Assigned task
For each record here, output an exact copy.

[Stored data entries]
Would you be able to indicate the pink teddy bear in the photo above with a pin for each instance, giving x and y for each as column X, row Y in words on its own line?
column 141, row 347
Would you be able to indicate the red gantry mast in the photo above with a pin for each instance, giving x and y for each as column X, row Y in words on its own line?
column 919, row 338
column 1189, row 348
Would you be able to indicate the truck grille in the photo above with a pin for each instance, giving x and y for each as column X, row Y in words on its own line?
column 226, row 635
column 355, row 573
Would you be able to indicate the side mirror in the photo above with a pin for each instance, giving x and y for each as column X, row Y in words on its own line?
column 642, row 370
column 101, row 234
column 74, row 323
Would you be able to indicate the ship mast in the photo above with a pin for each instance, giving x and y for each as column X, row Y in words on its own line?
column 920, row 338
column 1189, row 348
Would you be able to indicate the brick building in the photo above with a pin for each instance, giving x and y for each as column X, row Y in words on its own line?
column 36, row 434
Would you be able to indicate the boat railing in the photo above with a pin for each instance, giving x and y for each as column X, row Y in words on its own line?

Exercise answer
Would you be able to indicate the pink teddy bear in the photo above with a pin for each instance, giving x and y for each as column X, row Y in words on its own line?
column 141, row 347
Would you be able to indicate the red gantry mast in the photo above with a pin for each instance, giving x and y for each as column X, row Y in words on its own line?
column 919, row 338
column 1189, row 348
Would you be able to indicate the truck grille in the photo above with a pin for each instance, giving x and y for each as column X, row Y in words on its own line?
column 226, row 635
column 355, row 573
Would you be able to indicate the side mirror in the photo above with a pin for each instance, giving x and y for each as column X, row Y in words on its own line?
column 642, row 370
column 101, row 234
column 74, row 323
Would you be able to indicate the ship mast in the photo above with a pin for each instance, giving x and y for each as column X, row Y in words on its own line?
column 920, row 338
column 1189, row 348
Would you be able to indicate the brick building in the photo above with a pin for each instance, giving x and y for each as column X, row Y in words on its own line?
column 36, row 434
Would you be able to indicate the boat railing in the photo above with a pin for each instance, giving x and y for each as column X, row Y in words on its own line?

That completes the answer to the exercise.